- _DATA PROVIDED_
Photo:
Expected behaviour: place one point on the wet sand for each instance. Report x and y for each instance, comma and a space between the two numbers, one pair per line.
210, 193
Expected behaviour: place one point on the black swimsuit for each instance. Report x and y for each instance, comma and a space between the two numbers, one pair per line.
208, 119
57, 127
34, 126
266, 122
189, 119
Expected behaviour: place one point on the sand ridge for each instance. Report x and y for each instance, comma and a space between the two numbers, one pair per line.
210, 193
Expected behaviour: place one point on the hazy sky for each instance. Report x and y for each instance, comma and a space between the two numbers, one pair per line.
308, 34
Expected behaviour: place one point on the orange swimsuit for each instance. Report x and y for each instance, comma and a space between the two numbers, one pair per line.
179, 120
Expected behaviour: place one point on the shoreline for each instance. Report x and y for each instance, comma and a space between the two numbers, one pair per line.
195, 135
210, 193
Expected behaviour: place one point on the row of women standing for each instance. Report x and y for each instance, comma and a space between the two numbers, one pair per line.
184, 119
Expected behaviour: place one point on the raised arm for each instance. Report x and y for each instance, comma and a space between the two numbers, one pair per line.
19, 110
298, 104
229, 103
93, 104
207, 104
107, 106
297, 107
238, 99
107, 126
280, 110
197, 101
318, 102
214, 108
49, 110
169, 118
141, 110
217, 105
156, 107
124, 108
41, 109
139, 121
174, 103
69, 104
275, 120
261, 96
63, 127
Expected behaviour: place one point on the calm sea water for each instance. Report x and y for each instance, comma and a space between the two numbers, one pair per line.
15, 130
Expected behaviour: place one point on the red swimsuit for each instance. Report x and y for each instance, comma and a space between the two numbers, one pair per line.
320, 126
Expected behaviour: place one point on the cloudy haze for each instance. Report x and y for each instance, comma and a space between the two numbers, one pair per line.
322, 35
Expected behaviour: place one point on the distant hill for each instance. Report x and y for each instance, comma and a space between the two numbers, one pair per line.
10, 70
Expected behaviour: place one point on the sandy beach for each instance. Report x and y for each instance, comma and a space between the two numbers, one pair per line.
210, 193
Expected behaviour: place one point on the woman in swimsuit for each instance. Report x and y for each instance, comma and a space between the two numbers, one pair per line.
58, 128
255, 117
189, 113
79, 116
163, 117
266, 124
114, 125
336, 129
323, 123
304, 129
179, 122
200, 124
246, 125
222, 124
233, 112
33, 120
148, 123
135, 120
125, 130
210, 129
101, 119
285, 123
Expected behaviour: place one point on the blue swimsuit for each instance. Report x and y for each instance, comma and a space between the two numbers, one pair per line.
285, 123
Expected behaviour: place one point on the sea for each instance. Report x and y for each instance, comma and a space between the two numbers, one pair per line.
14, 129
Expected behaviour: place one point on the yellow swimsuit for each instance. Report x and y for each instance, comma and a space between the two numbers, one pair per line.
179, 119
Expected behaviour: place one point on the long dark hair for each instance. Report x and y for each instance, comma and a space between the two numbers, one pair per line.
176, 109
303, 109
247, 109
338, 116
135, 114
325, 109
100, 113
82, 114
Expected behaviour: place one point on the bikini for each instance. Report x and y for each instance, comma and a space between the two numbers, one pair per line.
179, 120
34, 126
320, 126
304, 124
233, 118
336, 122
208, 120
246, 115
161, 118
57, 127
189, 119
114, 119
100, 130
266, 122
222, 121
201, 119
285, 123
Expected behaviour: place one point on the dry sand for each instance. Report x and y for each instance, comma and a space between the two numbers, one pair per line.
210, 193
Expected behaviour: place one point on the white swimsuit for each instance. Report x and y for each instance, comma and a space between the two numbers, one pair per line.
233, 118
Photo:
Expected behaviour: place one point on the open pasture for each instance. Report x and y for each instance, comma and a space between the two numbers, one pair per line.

- _WHAT TO DO_
Set down the preceding data verbatim. Every line belongs in the copy.

- _EXERCISE OUTPUT_
Photo:
Expected behaviour: place one point on the wet sand for each instance. Report x and y for each instance, comma and a space between the two numbers, one pair per line.
210, 193
Expected behaviour: place one point on the black swimsuit for each instance. Report x and y for each instance, comma and a space between the two numbers, one pair per line.
208, 119
57, 127
34, 126
266, 122
189, 119
Expected behaviour: place one point on the sand ridge for each instance. Report x and y for each instance, comma and a space between the two numbers, one pair per line.
210, 193
Expected behaviour: place one point on the hazy sky for each instance. Report x and y for each instance, comma and a space between the two numbers, one pair per line.
308, 34
Expected behaviour: place one point on the orange swimsuit for each instance. Report x and y for each instance, comma and a space between the two numbers, one pair per line.
179, 120
Expected behaviour: place one point on the shoreline for each instance. Report x and y for each instance, comma and a space between the two numbers, one pair per line.
195, 135
210, 193
Expected behaviour: place one point on the row of women standing for each instance. Report x and y for each instance, comma and a space between the two numbers, one pair per line.
184, 119
Expected behaviour: place one point on the raised arm for each instance. Report x and y for each instance, comma and a space between the two numbers, one pair per line.
19, 110
298, 104
229, 103
93, 104
207, 104
107, 106
297, 107
238, 99
107, 126
280, 110
197, 101
318, 102
214, 108
49, 110
169, 118
141, 110
217, 105
156, 107
124, 108
41, 109
139, 121
174, 103
69, 104
275, 120
261, 96
63, 127
Expected behaviour: place one point on the calm sea water for each instance. Report x and y for each instance, comma and a space between the two numbers, one pair per line.
15, 130
Expected behaviour: place one point on the red swimsuit for each instance. Report x and y for each instance, comma and a space between the two numbers, one pair per line.
320, 126
Expected behaviour: place one point on the cloudy haze for each instance. Report x and y for each instance, comma and a space between the two numbers, one pair per line.
322, 35
Expected behaviour: place one point on the distant hill for each instance. Report x and y for each instance, comma and a space between the two numbers, one pair per line.
10, 70
Expected behaviour: place one point on the sandy beach for each instance. Report x and y for each instance, comma and a space between the two numbers, one pair per line.
210, 193
Expected behaviour: place one point on the woman in swimsuit for each instance. Report x and y for each instance, comma and a space between the two numbers, one pair per line.
58, 128
255, 117
189, 113
79, 116
163, 117
266, 124
114, 125
336, 129
323, 123
304, 129
179, 122
200, 124
246, 125
222, 124
233, 112
33, 120
148, 123
135, 120
125, 130
210, 129
101, 119
285, 123
Expected behaviour: place one point on the blue swimsuit for each instance. Report x and y for each instance, comma and a space between the two numbers, one pair per line.
285, 123
Expected behaviour: place one point on the sea for each instance. Report x and y for each instance, comma and a space between the two numbers, one pair per line.
14, 129
Expected behaviour: place one point on the yellow swimsuit for each instance. Report x and y for each instance, comma and a space between the two numbers, one pair per line.
179, 119
Expected behaviour: place one point on the long dark hair for each instance. Report x and y for each instance, comma and a space between the two numbers, one pair per line.
176, 109
303, 109
247, 109
338, 116
135, 114
325, 109
100, 113
82, 114
Expected behaviour: place one point on the bikini for each instance. Report x and y for each instance, comma and a space between the two numbers, one pair per line.
179, 120
34, 126
320, 126
304, 124
233, 118
336, 122
208, 120
246, 115
161, 118
57, 127
189, 119
114, 119
100, 130
266, 122
222, 121
201, 119
285, 123
Expected behaviour: place one point on the dry sand for each instance. Report x and y for each instance, comma and a space between the two numbers, one pair per line.
210, 193
Expected behaviour: place one point on the white swimsuit for each instance. Report x and y for each instance, comma and a space between the two numbers, one pair per line.
233, 118
Photo:
Expected behaviour: place one point on the open pasture for each instance. Report x and y for each instance, comma and a space between the two numbers, one pair per line.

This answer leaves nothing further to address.